>> START Material

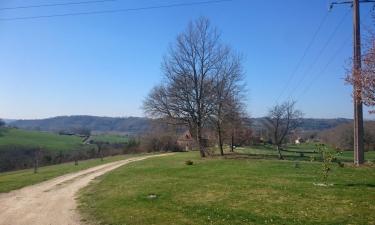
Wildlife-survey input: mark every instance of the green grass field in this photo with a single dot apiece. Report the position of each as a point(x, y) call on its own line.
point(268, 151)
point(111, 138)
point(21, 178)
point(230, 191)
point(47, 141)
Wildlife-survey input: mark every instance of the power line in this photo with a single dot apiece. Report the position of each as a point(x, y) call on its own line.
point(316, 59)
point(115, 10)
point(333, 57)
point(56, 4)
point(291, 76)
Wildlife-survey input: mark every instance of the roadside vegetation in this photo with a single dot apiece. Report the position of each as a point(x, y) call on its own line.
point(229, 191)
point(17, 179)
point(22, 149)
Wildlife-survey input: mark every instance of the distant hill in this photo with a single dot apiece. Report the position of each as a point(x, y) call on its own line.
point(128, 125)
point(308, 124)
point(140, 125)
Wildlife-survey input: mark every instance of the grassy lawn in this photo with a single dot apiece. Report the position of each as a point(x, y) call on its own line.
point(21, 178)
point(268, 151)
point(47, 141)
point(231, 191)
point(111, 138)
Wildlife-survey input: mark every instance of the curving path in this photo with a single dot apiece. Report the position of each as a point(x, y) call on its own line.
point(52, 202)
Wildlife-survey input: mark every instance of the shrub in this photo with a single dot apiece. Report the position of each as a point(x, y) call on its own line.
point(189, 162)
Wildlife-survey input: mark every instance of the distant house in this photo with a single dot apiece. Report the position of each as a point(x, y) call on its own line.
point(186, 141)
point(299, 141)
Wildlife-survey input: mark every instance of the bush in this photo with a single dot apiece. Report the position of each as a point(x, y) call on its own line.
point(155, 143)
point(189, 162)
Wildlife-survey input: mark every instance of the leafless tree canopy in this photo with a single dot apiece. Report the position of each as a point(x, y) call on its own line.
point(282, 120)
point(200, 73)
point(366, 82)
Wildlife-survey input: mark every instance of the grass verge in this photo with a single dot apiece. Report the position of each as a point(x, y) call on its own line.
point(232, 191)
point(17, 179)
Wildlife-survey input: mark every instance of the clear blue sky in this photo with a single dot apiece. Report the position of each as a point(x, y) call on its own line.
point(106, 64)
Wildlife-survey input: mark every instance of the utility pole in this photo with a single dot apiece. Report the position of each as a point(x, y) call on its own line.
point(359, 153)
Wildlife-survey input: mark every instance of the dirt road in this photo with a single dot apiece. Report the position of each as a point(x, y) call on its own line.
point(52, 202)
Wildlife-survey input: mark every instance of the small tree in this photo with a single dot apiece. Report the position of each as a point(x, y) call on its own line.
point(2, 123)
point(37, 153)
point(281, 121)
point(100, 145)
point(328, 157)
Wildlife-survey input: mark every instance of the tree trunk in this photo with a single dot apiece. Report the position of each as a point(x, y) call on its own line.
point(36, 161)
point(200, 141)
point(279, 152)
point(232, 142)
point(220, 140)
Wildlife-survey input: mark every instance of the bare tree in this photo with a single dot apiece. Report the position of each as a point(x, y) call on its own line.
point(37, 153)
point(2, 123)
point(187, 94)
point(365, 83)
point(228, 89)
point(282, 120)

>> END Material
>> START Material

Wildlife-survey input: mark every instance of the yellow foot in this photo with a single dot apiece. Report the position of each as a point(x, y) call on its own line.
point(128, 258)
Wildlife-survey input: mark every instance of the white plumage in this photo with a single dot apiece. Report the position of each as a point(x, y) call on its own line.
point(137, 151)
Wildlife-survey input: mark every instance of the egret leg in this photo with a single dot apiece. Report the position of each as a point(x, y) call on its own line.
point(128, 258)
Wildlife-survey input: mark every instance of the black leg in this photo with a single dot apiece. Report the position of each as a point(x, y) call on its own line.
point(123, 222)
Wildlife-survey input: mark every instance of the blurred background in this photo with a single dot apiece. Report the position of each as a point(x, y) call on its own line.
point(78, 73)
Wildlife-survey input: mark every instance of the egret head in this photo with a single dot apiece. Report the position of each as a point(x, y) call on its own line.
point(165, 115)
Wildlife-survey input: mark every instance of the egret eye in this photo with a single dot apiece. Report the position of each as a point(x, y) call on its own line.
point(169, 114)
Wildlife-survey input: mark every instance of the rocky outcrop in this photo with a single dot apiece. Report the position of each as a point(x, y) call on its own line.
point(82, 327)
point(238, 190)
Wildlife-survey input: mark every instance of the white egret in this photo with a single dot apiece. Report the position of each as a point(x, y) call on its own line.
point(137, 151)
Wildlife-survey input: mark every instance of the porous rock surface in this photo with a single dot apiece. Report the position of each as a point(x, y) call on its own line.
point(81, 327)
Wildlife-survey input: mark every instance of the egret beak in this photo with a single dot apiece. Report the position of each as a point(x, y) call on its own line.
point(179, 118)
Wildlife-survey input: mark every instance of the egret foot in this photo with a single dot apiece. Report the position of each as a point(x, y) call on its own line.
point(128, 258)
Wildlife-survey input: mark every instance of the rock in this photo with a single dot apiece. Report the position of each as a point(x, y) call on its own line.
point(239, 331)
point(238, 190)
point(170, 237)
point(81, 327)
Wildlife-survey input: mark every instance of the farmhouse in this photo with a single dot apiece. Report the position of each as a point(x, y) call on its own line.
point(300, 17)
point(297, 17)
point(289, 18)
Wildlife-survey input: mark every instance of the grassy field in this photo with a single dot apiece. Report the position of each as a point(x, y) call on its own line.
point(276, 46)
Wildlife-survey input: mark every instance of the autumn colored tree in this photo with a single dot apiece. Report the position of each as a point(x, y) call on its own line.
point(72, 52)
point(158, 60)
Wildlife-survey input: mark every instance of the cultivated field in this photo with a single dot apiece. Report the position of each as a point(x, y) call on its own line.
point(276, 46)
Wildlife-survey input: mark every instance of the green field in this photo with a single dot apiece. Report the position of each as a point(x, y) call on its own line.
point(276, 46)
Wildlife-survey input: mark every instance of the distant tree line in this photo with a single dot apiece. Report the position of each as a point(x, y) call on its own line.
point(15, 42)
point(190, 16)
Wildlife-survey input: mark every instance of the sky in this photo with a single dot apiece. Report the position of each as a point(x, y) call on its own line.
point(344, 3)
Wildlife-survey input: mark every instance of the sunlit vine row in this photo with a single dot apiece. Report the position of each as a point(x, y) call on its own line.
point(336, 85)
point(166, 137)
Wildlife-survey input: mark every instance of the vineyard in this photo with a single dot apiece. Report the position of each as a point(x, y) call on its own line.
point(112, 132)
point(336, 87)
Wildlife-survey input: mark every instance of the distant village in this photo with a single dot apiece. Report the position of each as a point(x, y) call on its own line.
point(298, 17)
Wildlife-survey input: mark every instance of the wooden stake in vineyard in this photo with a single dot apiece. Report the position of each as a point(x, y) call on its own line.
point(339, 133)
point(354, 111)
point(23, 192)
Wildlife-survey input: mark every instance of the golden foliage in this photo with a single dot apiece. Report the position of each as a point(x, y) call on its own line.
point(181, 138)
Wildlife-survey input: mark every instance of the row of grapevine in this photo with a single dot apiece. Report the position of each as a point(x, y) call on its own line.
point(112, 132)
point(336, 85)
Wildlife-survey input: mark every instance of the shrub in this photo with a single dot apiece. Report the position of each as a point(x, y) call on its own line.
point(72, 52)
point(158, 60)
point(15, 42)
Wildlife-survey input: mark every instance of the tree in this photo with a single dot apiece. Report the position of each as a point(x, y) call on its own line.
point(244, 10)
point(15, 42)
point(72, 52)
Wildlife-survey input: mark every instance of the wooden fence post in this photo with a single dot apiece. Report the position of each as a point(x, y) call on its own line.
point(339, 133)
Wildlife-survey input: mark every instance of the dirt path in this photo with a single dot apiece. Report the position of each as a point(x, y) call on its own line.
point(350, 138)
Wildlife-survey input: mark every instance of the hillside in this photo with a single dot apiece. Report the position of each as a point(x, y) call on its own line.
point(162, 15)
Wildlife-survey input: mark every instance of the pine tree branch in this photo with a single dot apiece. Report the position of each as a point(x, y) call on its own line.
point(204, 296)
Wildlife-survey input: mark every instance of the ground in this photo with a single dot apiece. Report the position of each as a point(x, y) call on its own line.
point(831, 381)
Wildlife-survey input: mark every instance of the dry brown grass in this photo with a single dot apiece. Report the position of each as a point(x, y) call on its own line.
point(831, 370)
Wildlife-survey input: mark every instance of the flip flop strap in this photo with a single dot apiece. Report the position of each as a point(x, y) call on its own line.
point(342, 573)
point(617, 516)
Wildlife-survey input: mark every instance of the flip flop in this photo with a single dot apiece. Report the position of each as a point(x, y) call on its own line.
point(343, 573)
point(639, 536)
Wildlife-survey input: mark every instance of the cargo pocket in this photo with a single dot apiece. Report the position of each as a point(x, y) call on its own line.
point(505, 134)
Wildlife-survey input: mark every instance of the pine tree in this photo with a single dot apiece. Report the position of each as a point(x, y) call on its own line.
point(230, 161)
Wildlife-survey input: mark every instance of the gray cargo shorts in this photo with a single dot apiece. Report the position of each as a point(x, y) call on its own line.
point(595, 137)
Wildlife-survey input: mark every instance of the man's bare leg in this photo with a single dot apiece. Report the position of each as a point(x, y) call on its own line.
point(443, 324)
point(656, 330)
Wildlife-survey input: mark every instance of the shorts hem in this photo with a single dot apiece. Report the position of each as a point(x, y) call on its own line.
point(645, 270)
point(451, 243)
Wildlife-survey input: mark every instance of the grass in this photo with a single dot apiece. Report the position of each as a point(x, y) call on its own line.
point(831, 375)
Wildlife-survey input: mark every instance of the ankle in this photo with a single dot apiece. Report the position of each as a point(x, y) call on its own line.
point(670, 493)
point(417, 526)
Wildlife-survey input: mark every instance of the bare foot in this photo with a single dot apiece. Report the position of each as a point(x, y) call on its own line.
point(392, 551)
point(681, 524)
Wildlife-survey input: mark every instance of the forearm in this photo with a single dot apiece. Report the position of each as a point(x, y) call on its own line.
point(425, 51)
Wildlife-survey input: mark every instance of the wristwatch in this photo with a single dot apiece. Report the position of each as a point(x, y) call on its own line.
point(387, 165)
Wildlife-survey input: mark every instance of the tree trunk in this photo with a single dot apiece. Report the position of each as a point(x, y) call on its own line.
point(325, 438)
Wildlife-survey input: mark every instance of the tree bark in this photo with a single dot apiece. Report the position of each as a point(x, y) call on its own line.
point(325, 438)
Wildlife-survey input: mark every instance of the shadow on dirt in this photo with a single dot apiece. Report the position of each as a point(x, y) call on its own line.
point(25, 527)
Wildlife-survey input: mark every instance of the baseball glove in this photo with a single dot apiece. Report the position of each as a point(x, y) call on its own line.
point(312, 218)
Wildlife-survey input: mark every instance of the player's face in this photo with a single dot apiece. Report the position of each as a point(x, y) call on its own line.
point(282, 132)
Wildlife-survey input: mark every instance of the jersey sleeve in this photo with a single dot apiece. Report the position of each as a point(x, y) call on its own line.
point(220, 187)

>> END Material

◆ **The exercise**: Copy out, word for word, the records from the line with "Wildlife-survey input: mark every instance of the shorts" to the line with "point(831, 375)".

◆ **Response to the exercise**:
Wildlife-survey input: mark every instance of the shorts hem in this photo with a single dot apiece. Report the position of each as a point(x, y) call on its own line.
point(645, 270)
point(451, 243)
Wildlife-survey input: mark every instance of the grass in this photo with a single dot apiece. Report the position of each as a point(x, y) call on its own line.
point(831, 375)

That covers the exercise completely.